Source extract -
⁂

I say 5NF because that is the minimum I provide in order to eliminate Update Anomalies, and most modellers are familiar with it. But if it does not scare you off, the two Sales tables are actually Sixth Normal Form.
This allows full Pivoting (weeks or months across the top; Products or Employees down the side; vice versa; any combination) without temporary tables or complex SQL. (Just ask.)
I think it may even be self-explanatory, but I will supply the Verb Phrases which spell out the Business Rules, only because there are three Parents involved in each:
Each Employee is scheduled SaleTarget of Product for Week
Each Product is scheduled SaleTarget By Employee for Week
Each Employee did SaleActual of Product on Day
Each Product did SaleActual by Employee on Day
Comparison
I should have mentioned. Notice there is no vertical (rows) or horizontal (columns) duplication. When columns are duplicated eg, StartDate and EndDate, you have broken 3NF (introduced Functional Dependencies), and introduced an Update Anomaly. The EndDate in any row, is the StartDate in the next row (that, minus 1 second counts as a dupe, is a contrivance); when updating, now two rows instead of one have to be changed. More important, this structure is so simple (it is not a Time Series, or "temporal" requirement), the EndDate is not required.
Response to Comments
The Data Model has been updated to include Month and Year requirements. You now need a Check Constraint on SaleTarget to ensure that DateType is W for week. Loading the Date table is simple, you do not need the nonsense code (manually repeated cut-and-paste) that is posted on SQLTeam; they are famous for being stupid and sub-standard.
The SaleActual table now contains Daily, Weekly, Monthly, and Annual values. Which of course, you summarise programmatically on the first day of each Week, Month, Day. First add the new row to Date.
5NF is prety much the minimum required for standard compliance these days, so you need to get used to it. Basically there was a lot of argument among the academics (plus places like Wikipedia posting completely incorrect entries) of the NFs between 3NF and 5NF. The short and sweet definition of 5NF is that it is what 3NF was intended to be, with zero data duplication, zero Update Anomalies (no duplicated columns to be updated transactionally).
Forget about 6NF for now. Any table that is in 6NF, is in 5NF (and 4NF and BCNF and 3NF). Just treat the two Sales tables as 5NF. When you have to write a pivoted report, say an year from now, that's when you will realise the value of this structure.
I personally would store the targets and actuals in separate rows, and most probably in separate tables:
Targets:
EmployeeId, PeriodId, ProductId, TargetValue
Sales:
EmployeeId, PeriodId, ProductId, SalesValue
In fact, in an integrated system, the second table is usually unnecessary (assuming that you have a complete sales recording system, this should be a projection/view of the actual recorded sales - with appropriate assignment of employee, period and product based on the model of that subsystem).
In order to fit your calendar requirements, I would almost certainly have a date table which will allow you to ensure all your various business rules for definitions of weeks and months without complex date logic. Determining periods and aggregating is then just facilitated with joins to the calendar table.

⁂

Provided data -
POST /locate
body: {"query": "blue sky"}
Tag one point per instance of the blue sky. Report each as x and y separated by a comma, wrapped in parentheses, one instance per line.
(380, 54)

⁂

Request -
Answer these questions using the forum thread on sales data modeling:
1. In which normal form does the thread say the two Sales tables actually are?
2. What value must DateType hold under the Check Constraint on SaleTarget?
3. Which four columns are proposed for the Targets table?
The material is not required for this work.

Result of the task -
1. Sixth Normal Form.
2. W, for week.
3. EmployeeId, PeriodId, ProductId, TargetValue.